• EXERCISE BRIEF:
Exactly reproduce each line of the listing that follows.

• MATERIAL SHOWN:
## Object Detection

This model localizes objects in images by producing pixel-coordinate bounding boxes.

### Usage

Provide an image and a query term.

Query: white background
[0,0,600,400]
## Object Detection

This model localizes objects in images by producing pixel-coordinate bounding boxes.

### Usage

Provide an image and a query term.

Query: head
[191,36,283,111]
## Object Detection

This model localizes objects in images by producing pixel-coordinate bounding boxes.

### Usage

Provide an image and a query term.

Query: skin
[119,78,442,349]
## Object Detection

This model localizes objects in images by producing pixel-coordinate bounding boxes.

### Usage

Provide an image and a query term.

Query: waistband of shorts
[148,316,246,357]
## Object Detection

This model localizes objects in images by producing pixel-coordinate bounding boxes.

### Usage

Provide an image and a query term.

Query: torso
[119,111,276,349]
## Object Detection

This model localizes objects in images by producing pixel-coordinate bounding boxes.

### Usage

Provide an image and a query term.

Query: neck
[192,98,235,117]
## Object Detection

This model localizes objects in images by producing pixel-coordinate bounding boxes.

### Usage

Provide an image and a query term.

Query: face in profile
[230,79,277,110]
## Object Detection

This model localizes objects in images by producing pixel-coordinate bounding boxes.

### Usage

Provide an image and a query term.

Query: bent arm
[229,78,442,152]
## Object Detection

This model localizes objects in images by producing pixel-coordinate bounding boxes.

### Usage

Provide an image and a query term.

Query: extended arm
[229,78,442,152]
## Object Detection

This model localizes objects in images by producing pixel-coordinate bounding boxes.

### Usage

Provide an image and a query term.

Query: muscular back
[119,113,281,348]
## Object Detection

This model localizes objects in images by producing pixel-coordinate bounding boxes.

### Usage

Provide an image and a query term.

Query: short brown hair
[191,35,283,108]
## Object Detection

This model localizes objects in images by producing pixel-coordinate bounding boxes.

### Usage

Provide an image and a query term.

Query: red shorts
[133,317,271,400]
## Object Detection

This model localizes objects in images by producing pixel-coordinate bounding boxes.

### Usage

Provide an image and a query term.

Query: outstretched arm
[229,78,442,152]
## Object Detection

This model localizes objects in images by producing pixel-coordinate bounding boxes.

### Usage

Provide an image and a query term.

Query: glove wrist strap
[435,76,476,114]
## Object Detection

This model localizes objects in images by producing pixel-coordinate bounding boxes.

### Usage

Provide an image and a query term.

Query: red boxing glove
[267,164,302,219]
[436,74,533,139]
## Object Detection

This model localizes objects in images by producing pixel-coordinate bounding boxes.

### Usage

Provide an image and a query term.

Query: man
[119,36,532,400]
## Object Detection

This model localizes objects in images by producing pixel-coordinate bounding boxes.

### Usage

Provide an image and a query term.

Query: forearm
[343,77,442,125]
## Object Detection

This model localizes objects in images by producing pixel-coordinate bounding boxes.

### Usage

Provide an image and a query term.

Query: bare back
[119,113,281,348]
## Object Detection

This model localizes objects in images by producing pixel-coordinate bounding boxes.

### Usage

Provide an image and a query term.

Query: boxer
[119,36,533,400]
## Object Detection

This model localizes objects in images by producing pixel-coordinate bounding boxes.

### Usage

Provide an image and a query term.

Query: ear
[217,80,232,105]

• TASK ANSWER:
## Object Detection

This model localizes objects in images by producing pixel-coordinate bounding boxes.

### Usage

Provide an image and a query term.

Query: white background
[0,0,600,400]
## Object Detection

This model localizes objects in images by producing pixel-coordinate bounding boxes.

### Usage

Provide an image and a query term.

Query: head
[191,36,283,111]
## Object Detection

This model localizes objects in images by producing pixel-coordinate bounding boxes.

### Usage

Provide an image and a query term.

Query: skin
[119,78,442,349]
## Object Detection

This model localizes objects in images by producing pixel-coordinate bounding boxes.

### Usage

Provide an image and a query term.

Query: waistband of shorts
[148,316,246,357]
## Object Detection

This model localizes objects in images by producing pixel-coordinate bounding boxes.

### Usage

Provide an image and a query term.

Query: torso
[119,111,276,349]
## Object Detection

This model localizes objects in images by producing pixel-coordinate bounding boxes.

### Usage

Provide an image and a query term.

Query: neck
[192,98,235,117]
## Object Detection

This model localizes objects in images by producing pixel-coordinate bounding boxes.

### Usage

Provide an image and a query term.

Query: face in profile
[230,79,277,110]
## Object Detection

This model localizes objects in images by producing pixel-coordinate bounding boxes.

### Usage

Provide an image and a query term.

Query: bent arm
[229,78,442,152]
## Object Detection

This model localizes objects in images by producing pixel-coordinate bounding boxes.

### Usage

Provide an image and a query term.

Query: extended arm
[229,78,442,152]
## Object Detection

This model localizes objects in images by producing pixel-coordinate bounding boxes.

### Usage

Provide an image and a query term.

Query: muscular back
[119,113,281,348]
## Object Detection

This model localizes objects in images by producing pixel-coordinate bounding boxes.

### Usage

Provide an image and a query term.

Query: short brown hair
[191,35,283,108]
## Object Detection

This model localizes objects in images by producing pixel-coordinate bounding boxes.

### Usage

Provide an image and a query term.

Query: red shorts
[133,317,271,400]
## Object Detection

This model localizes objects in images by producing pixel-coordinate bounding boxes.

### Usage

Provide an image and a query term.

Query: outstretched arm
[229,78,442,152]
## Object Detection

This model localizes objects in images by producing pixel-coordinate bounding boxes.

### Usage

Provide an image and a query term.

Query: glove wrist strap
[435,76,476,114]
## Object Detection

This model localizes objects in images by producing pixel-coordinate bounding boxes.

### Usage

Provide an image and a query term.

Query: red boxing glove
[267,164,302,219]
[436,74,533,139]
## Object Detection

This model localizes objects in images by producing pixel-coordinate bounding boxes.

### Usage

Provide an image and a query term.

Query: man
[119,36,532,400]
## Object Detection

This model localizes objects in images by producing pixel-coordinate bounding boxes.

### Usage

Provide an image and a query term.

Query: forearm
[343,77,442,125]
## Object Detection

This model localizes objects in images by producing pixel-coordinate bounding boxes.

### Usage

Provide an image and a query term.

Query: bare back
[119,113,281,348]
## Object Detection

This model localizes objects in images by producing pixel-coordinate bounding boxes.

### Usage

Provide an image and a query term.

Query: boxer
[119,36,533,400]
## Object Detection

This model localizes objects in images by producing pixel-coordinate bounding boxes.

### Usage

Provide an image and a query term.

Query: ear
[217,80,232,105]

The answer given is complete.